A adolescência sempre me convida a escrevê-la.
Fora o meu romance, em fase de reescrita, tenho outros dois projetos que se passam nessa fase da vida: a das descobertas, do amadurecimento, dos amores urgentes, dos amores com gosto de bala de morango mas que ardem como limão na ferida.
Lembro da minha adolescência. Um doce amargo. Lembro das garotas com seus fichários, o lápis de olho preto, o gloss de morango para embelezar os lábios ou para convidar à um beijo. Lembro do sol escaldante de uma Fortaleza nos anos 2000, meu radinho portátil com fones, meu celular Nokia 1100, a blusa da farda sempre limpa, minha única calça jeans, os cabelos sempre longos e indisciplinados. O colégio ao lado de uma pracinha com uma igreja católica, onde muitos gazeavam aula. Eu. As amigas no pátio. Quais as novidades? Qual a próxima matéria? Fez o dever de casa? Os professores legais. Eu querendo ser perfeita. Corações e florezinhas sendo rabiscados no caderno no meio das explicação de matemática, física e química. Eu, completamente apaixonada. Eu, com o coração em caquinhos impossíveis de serem colados. O último tempo. Eu louca pra ir pra casa assistir Malhação ou o remake de Rubi. Eu com as amigas, um mundo acontecendo a nossa volta, cheio de mudanças. A crise de 2008. A crise dos sentimentos não correspondidos! A crise do que não saber fazer com o futuro que parecia tão desértico.
Tudo há tanto tempo. Bem ali.
No meu romance ideal, o que estou escrevendo, e chamo assim por influência da música do Paralamas do Sucesso, é um amor comum. Juvenil. Bobo, bobo e sério, sério. Em terceira pessoa. Numa Fortaleza que descubro a cada nova pesquisa. Motos aceleradas e saias plissadas. 1987. Dois jovens improváveis.
Eu não tenho cursos em escrita criativa. Tenho algumas dificuldades em formar o texto. Em chamá-lo: texto. Em chamá-lo: livro. Eu tenho uma ideia. Eu tenho uma referência. Eu tenho minhas leituras. Eu tenho meus personagens. E tenho medos paralisantes.
Mas é o romance juvenil que mais quero escrever. Tentar. Acreditar como uma pagã cheia de fé, como se contasse capítulos em um rosário: sou escritora.
A cantora Lorde resumiu meu projeto literário juvenil. Em uma publicação no Facebook, quando completou 20 anos, disse: “Por toda a minha vida eu tenho sido obcecada com a adolescência. Mesmo quando eu era pequena, eu sabia que os adolescentes brilhavam. Eu sabia que eles sabiam algo que as crianças não sabiam e os adultos acabaram se esquecendo.”
É isso! Me enche de vida! Foi nessa frase que encontrei o meu propósito.

» Enunciado 1: Informe todas as linhas dos registros em que aparece a palavra "mountain". Leve em conta a diferença entre maiúsculas e minúsculas.
O texto e os registros vêm de fontes diferentes.

» Dados brutos:
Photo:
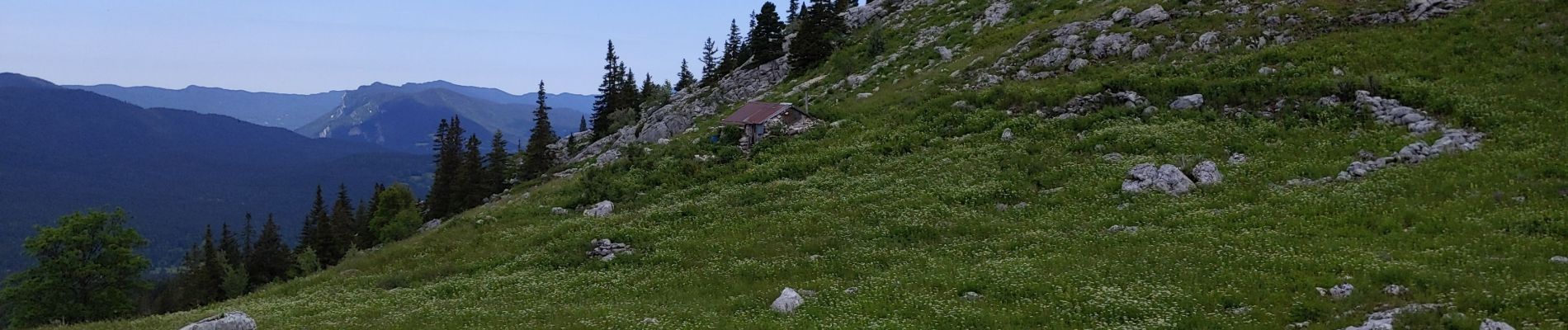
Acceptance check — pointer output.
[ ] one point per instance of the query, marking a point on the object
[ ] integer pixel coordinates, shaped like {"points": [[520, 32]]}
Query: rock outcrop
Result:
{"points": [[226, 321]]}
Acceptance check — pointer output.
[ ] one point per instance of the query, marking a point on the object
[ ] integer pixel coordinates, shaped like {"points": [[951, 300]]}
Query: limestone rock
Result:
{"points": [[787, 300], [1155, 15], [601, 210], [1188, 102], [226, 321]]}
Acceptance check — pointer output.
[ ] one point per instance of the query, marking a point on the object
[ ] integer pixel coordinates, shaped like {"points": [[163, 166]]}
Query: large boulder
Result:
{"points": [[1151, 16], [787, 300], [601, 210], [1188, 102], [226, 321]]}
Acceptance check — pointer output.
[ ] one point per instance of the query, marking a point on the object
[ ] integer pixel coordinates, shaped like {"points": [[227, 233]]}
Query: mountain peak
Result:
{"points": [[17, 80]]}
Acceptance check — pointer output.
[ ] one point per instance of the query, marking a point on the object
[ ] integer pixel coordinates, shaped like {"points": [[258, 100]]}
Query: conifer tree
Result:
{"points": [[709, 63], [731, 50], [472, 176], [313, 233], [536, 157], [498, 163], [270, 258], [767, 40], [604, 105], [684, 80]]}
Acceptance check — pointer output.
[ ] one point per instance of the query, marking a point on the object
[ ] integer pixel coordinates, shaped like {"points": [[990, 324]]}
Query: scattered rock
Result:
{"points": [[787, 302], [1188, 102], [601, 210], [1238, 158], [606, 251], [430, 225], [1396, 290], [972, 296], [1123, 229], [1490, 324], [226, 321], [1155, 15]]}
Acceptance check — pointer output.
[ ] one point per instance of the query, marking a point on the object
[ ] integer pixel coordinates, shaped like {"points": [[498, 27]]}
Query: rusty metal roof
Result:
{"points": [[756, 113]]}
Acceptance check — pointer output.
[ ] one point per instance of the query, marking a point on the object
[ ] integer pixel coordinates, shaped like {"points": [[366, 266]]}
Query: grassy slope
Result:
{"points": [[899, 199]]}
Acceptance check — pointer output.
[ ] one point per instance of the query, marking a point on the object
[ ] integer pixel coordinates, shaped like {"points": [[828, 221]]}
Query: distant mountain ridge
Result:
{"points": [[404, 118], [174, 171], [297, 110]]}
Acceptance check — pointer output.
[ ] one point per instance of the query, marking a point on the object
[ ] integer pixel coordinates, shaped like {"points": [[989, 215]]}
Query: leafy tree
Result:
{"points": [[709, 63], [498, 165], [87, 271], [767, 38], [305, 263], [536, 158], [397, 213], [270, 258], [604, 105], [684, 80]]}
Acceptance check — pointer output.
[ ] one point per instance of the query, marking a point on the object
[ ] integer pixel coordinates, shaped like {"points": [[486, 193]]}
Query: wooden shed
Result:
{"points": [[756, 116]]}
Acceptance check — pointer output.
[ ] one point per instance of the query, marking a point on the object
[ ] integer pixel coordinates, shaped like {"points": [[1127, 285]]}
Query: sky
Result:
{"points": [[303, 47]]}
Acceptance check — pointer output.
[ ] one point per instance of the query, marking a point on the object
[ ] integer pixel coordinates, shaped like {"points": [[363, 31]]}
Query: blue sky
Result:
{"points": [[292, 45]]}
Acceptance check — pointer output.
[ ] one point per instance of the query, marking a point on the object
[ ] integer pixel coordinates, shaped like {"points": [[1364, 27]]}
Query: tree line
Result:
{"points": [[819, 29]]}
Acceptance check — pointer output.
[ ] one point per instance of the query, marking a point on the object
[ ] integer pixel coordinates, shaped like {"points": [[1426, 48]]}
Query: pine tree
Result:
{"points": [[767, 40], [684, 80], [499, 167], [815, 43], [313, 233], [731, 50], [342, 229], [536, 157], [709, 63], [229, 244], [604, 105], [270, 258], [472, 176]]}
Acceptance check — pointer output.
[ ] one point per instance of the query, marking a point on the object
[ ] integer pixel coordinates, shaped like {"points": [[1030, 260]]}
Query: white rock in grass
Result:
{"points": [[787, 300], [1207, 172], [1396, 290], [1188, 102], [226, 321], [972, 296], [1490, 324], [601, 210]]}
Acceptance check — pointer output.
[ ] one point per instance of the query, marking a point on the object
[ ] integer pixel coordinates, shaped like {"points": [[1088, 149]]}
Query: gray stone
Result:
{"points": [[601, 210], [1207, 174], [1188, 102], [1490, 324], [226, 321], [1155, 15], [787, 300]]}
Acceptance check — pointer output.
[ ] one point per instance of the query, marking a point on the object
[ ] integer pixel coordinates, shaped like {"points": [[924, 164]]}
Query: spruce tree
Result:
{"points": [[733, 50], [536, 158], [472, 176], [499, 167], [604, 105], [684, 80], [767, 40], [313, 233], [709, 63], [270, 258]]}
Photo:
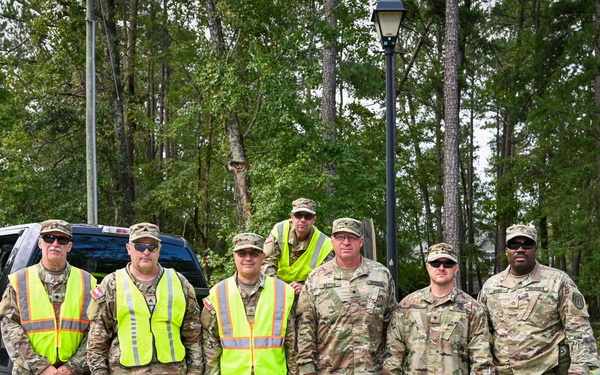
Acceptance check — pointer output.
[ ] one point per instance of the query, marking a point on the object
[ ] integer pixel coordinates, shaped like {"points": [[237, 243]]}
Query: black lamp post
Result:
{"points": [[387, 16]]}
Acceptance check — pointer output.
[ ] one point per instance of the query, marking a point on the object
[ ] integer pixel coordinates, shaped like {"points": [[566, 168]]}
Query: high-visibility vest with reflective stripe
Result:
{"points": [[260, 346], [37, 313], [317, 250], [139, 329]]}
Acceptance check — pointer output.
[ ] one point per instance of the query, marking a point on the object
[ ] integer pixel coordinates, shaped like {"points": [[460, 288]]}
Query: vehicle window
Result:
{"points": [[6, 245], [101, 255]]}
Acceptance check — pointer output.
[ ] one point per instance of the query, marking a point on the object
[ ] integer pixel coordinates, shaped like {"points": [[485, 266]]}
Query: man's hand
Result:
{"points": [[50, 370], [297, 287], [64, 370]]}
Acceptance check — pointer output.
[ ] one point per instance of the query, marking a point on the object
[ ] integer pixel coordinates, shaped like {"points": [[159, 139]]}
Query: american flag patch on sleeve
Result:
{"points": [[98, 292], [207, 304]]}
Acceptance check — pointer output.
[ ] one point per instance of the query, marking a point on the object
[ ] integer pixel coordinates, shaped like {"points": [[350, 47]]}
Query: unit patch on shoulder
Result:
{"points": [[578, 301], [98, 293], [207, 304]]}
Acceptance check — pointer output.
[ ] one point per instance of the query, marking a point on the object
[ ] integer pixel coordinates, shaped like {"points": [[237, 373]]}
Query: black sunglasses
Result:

» Enunciado 2: Reproduza palavra por palavra o trecho do texto que começa em "No meu romance" e termina em "rosário: sou escritora.".

» Resposta completa 1:
Query: mountain peak
Query: distant mountain ridge

» Resposta completa 2:
No meu romance ideal, o que estou escrevendo, e chamo assim por influência da música do Paralamas do Sucesso, é um amor comum. Juvenil. Bobo, bobo e sério, sério. Em terceira pessoa. Numa Fortaleza que descubro a cada nova pesquisa. Motos aceleradas e saias plissadas. 1987. Dois jovens improváveis.
Eu não tenho cursos em escrita criativa. Tenho algumas dificuldades em formar o texto. Em chamá-lo: texto. Em chamá-lo: livro. Eu tenho uma ideia. Eu tenho uma referência. Eu tenho minhas leituras. Eu tenho meus personagens. E tenho medos paralisantes.
Mas é o romance juvenil que mais quero escrever. Tentar. Acreditar como uma pagã cheia de fé, como se contasse capítulos em um rosário: sou escritora.